__PROBLEM DESCRIPTION__.
Can you write out everything from the line containing "# locate beige" down to the end of the records, requests included, with 65 added to each number in the answer coordinates? Leave the pictures out.

__EXERCISE MATERIAL__.
________

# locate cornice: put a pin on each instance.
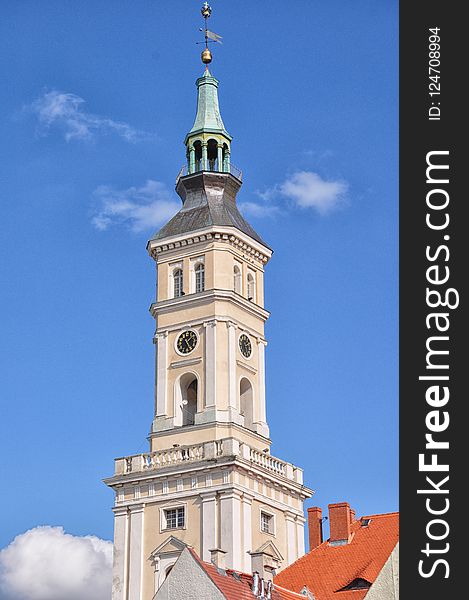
(228, 235)
(202, 298)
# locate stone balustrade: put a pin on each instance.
(209, 450)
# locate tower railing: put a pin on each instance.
(233, 170)
(179, 455)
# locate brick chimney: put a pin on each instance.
(217, 557)
(340, 520)
(314, 527)
(264, 564)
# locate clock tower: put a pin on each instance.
(208, 479)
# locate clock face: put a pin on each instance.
(245, 345)
(187, 341)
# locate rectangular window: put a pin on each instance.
(174, 518)
(199, 278)
(267, 523)
(178, 283)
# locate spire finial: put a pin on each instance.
(206, 55)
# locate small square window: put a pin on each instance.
(267, 523)
(366, 522)
(174, 518)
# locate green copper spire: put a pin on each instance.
(208, 143)
(208, 117)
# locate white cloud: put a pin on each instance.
(308, 190)
(303, 189)
(141, 208)
(66, 112)
(258, 210)
(46, 563)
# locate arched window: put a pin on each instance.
(178, 283)
(199, 278)
(246, 407)
(237, 279)
(212, 155)
(189, 403)
(198, 155)
(251, 287)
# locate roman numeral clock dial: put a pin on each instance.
(186, 342)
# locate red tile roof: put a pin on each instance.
(327, 569)
(235, 585)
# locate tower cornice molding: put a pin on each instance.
(207, 297)
(228, 235)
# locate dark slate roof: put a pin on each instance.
(209, 199)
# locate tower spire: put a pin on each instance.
(208, 142)
(206, 56)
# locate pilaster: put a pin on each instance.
(209, 524)
(119, 568)
(230, 528)
(210, 362)
(161, 373)
(136, 552)
(247, 531)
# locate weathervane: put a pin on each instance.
(210, 36)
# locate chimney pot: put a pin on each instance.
(217, 557)
(314, 527)
(264, 564)
(340, 519)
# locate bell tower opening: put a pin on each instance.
(212, 155)
(186, 398)
(198, 155)
(246, 405)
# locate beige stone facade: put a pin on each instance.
(208, 480)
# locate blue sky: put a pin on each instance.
(95, 102)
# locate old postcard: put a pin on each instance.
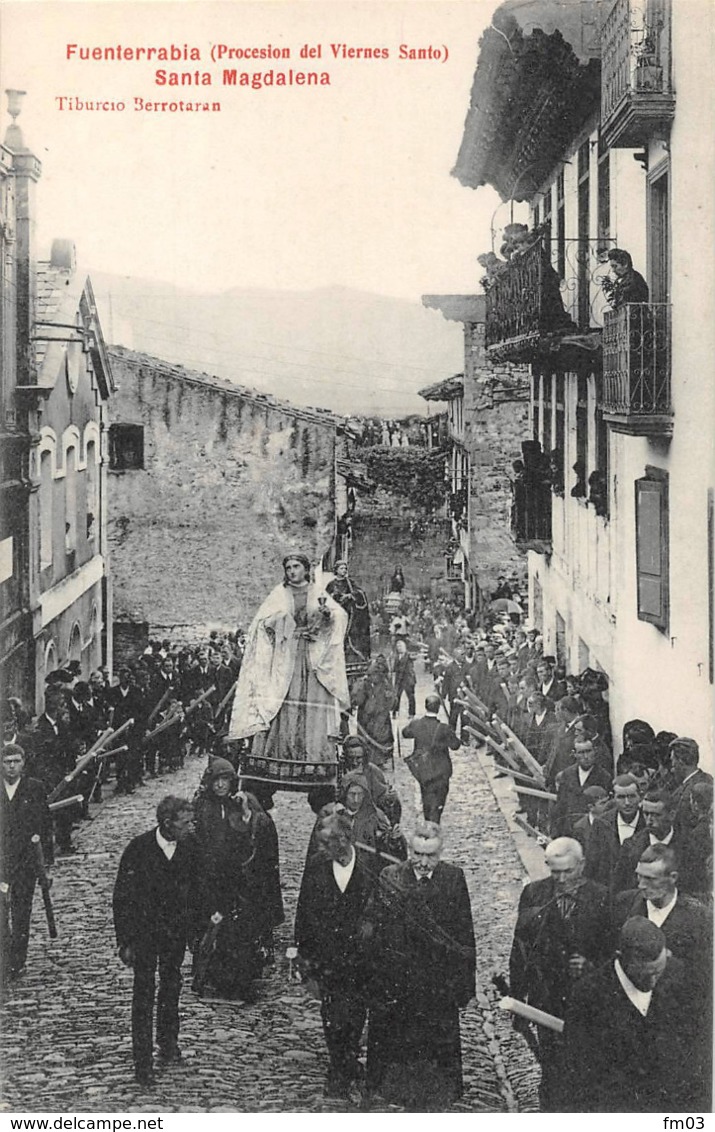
(356, 586)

________

__SOLVED EXERCISE__.
# locate beige stone facade: put a pin on each instance.
(273, 545)
# locate blue sky: put a pin on each instance.
(160, 167)
# locate old postcard: put a pin on each instance.
(421, 651)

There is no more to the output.